What to do:
A. Reproduce the passage from the text on the conditional generator, starting at "x = layers.ReLU(name='relu_1')(x)" and ending at "stddev=0.02), use_bias=False, name='conv_transpose_2')(x)".
B. Turn the lines of the listing, starting at the line that contains "Might I trouble you for the coordinates of the wooden" and ending at the final line of the listing, into a JSON list of strings with one string per line and blank lines left out.

We define two functions:
- The label_conditioned_generator – It has an embedding layer, which is fed a categorical input. In our case, it’s one of the three classes, an integer ( 0 to 2 ). The embedding layer inputs the element’s index in your selected embedding and returns the corresponding embedding. It is widely used in Natural Language Processing (NLP).
a) Here, it turns the class label into a dense vector of size embedding_dim (100).
b) The label-embedding output is mapped to a dense layer having 16 units, which is then reshaped to [4, 4, 1] at Line 33.
2. The latent_input function – It is fed a noise vector of size 100, which is usually connected to a dense layer having 4*4*512 units, followed by a ReLU activation function. The output is then reshaped to a feature map of size [4, 4, 512].
# define the final generator model
def define_generator():
latent_vector_output = label_conditioned_generator()
label_output = latent_input()
# merge label_conditioned_generator and latent_input output
merge = layers.Concatenate()([latent_vector_output, label_output])
x = layers.Conv2DTranspose(64 * 8, kernel_size=4, strides= 2, padding='same', kernel_initializer=tf.keras.initializers.RandomNormal(
mean=0.0, stddev=0.02), use_bias=False, name='conv_transpose_1')(merge)
x = layers.BatchNormalization(momentum=0.1, epsilon=0.8, center=1.0, scale=0.02, name='bn_1')(x)
x = layers.ReLU(name='relu_1')(x)
x = layers.Conv2DTranspose(64 * 4, kernel_size=4, strides= 2, padding='same', kernel_initializer=tf.keras.initializers.RandomNormal(
mean=0.0, stddev=0.02), use_bias=False, name='conv_transpose_2')(x)
x = layers.BatchNormalization(momentum=0.1, epsilon=0.8, center=1.0, scale=0.02, name='bn_2')(x)
x = layers.ReLU(name='relu_2')(x)
x = layers.Conv2DTranspose(64 * 2, 4, 2, padding='same', kernel_initializer=tf.keras.initializers.RandomNormal(
mean=0.0, stddev=0.02), use_bias=False, name='conv_transpose_3')(x)
x = layers.BatchNormalization(momentum=0.1, epsilon=0.8, center=1.0, scale=0.02, name='bn_3')(x)
x = layers.ReLU(name='relu_3')(x)
x = layers.Conv2DTranspose(64 * 1, 4, 2, padding='same', kernel_initializer=tf.keras.initializers.RandomNormal(
mean=0.0, stddev=0.02), use_bias=False, name='conv_transpose_4')(x)
x = layers.BatchNormalization(momentum=0.1, epsilon=0.8, center=1.0, scale=0.02, name='bn_4')(x)
x = layers.ReLU(name='relu_4')(x)
out_layer = layers.Conv2DTranspose(3, 4, 2,padding='same', kernel_initializer=tf.keras.initializers.RandomNormal(
mean=0.0, stddev=0.02), use_bias=False, activation='tanh', name='conv_transpose_6')(x)
# define model
model = tf.keras.Model([con_label, latent_vector], out_layer)
return model
Focus especially on Lines 45-48, this is where most of the magic happens in CGAN.
- We initially called the two functions defined above.

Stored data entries
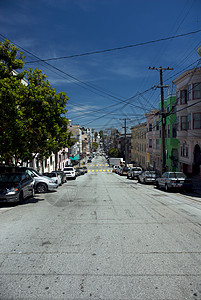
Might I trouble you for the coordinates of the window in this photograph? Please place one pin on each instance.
(189, 121)
(174, 130)
(184, 123)
(173, 110)
(183, 97)
(150, 143)
(177, 97)
(184, 150)
(168, 108)
(168, 131)
(197, 121)
(189, 92)
(196, 90)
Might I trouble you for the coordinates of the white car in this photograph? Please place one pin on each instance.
(54, 176)
(70, 172)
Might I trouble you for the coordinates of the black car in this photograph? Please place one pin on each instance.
(15, 187)
(63, 176)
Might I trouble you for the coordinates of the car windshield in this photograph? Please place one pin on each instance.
(14, 178)
(150, 173)
(52, 175)
(177, 175)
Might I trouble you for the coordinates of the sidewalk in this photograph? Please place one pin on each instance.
(196, 184)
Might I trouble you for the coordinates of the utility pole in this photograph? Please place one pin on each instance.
(163, 114)
(125, 139)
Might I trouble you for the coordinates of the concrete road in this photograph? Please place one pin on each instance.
(102, 236)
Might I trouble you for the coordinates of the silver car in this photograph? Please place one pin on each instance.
(15, 187)
(147, 177)
(174, 180)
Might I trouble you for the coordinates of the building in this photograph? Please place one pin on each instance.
(139, 145)
(124, 147)
(153, 144)
(188, 94)
(171, 141)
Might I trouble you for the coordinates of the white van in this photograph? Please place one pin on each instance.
(70, 172)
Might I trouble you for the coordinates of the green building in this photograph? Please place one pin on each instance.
(171, 142)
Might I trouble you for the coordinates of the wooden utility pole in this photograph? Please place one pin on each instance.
(163, 114)
(125, 141)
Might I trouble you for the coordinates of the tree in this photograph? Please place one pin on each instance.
(33, 117)
(114, 152)
(94, 146)
(101, 134)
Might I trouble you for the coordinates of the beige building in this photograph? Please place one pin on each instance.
(139, 145)
(188, 88)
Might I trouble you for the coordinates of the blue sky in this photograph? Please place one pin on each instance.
(100, 85)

Results for the exercise:
A.
x = layers.ReLU(name='relu_1')(x)
x = layers.Conv2DTranspose(64 * 4, kernel_size=4, strides= 2, padding='same', kernel_initializer=tf.keras.initializers.RandomNormal(
mean=0.0, stddev=0.02), use_bias=False, name='conv_transpose_2')(x)

B.
[
  "Might I trouble you for the coordinates of the wooden utility pole in this photograph? Please place one pin on each instance.",
  "(163, 114)",
  "(125, 141)",
  "Might I trouble you for the coordinates of the tree in this photograph? Please place one pin on each instance.",
  "(33, 117)",
  "(114, 152)",
  "(94, 146)",
  "(101, 134)",
  "Might I trouble you for the coordinates of the beige building in this photograph? Please place one pin on each instance.",
  "(139, 145)",
  "(188, 88)",
  "Might I trouble you for the coordinates of the blue sky in this photograph? Please place one pin on each instance.",
  "(100, 85)"
]